What this task involves: Restate every entry verbatim; drop the pictures.

Start of Record extracts

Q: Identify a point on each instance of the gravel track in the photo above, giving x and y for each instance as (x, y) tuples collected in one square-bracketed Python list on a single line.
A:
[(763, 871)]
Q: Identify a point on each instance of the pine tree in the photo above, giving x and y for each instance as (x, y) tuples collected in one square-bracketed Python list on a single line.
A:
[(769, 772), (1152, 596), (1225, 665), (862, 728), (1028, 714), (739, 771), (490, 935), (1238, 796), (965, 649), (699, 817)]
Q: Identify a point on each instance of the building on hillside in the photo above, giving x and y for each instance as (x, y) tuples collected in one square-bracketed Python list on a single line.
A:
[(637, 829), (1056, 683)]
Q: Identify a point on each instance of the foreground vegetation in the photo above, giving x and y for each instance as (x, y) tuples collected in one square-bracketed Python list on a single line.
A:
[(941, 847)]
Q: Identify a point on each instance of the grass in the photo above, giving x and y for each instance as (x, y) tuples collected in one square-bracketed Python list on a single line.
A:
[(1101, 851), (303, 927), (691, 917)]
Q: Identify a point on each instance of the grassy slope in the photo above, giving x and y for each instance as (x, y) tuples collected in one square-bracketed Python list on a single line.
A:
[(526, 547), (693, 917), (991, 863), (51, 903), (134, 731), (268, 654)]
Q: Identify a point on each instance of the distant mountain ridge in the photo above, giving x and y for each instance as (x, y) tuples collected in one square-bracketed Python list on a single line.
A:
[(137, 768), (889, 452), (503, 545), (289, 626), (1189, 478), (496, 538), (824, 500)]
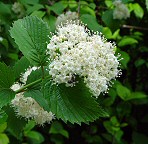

End of Record extracts

Result of the task:
Q: Identify a point on each instance of the gravel track in the photo above, giving x and y for each instance as (x, y) tuples collected in one square-bracketed Python list on a single line.
A:
[(763, 871)]
Q: Identify a point on each instance of the pine tree in the photo above, giving x and y for each instance as (x, y) tuples collected in one square-bracketed Python list on a single line.
A:
[(769, 772), (1152, 596), (1225, 665), (862, 728), (1028, 714), (739, 771), (490, 935), (1238, 796), (965, 649), (699, 817)]
Q: Identify a point on each instance of the building on hillside in the photo above, giving x and y for each instance as (x, y) tuples collected in one square-bracketed Python list on a single line.
A:
[(637, 829), (1056, 683)]
Q: Identify a point on each instance of the foreground vegetation in the photo above, giving x and y for each instance as (x, y) tuples collected in one square-bracketed Python list on a single line.
A:
[(941, 847)]
Q: Identify a point on each instance of the grass in the photo above, giving x and y for each instance as (x, y) tuples collected in one square-bracketed Python list on a single line.
A:
[(1101, 851), (303, 927), (691, 917)]
Q: Identify a point on each instance of the grassy slope in the photo above, giving x and y for each instance as (x, y) tuples collected in one square-bracketed Python list on a single line.
A:
[(526, 547), (693, 917), (991, 863), (51, 903), (134, 731), (268, 654)]
Q: Identify a point on each instance of the distant mountain ridge in the photo above, giving x and y for each instance as (x, y) tuples collected in one square-bracketed Python list on a single line.
A:
[(137, 768), (889, 452), (503, 545), (289, 626), (1189, 478), (496, 538), (824, 500)]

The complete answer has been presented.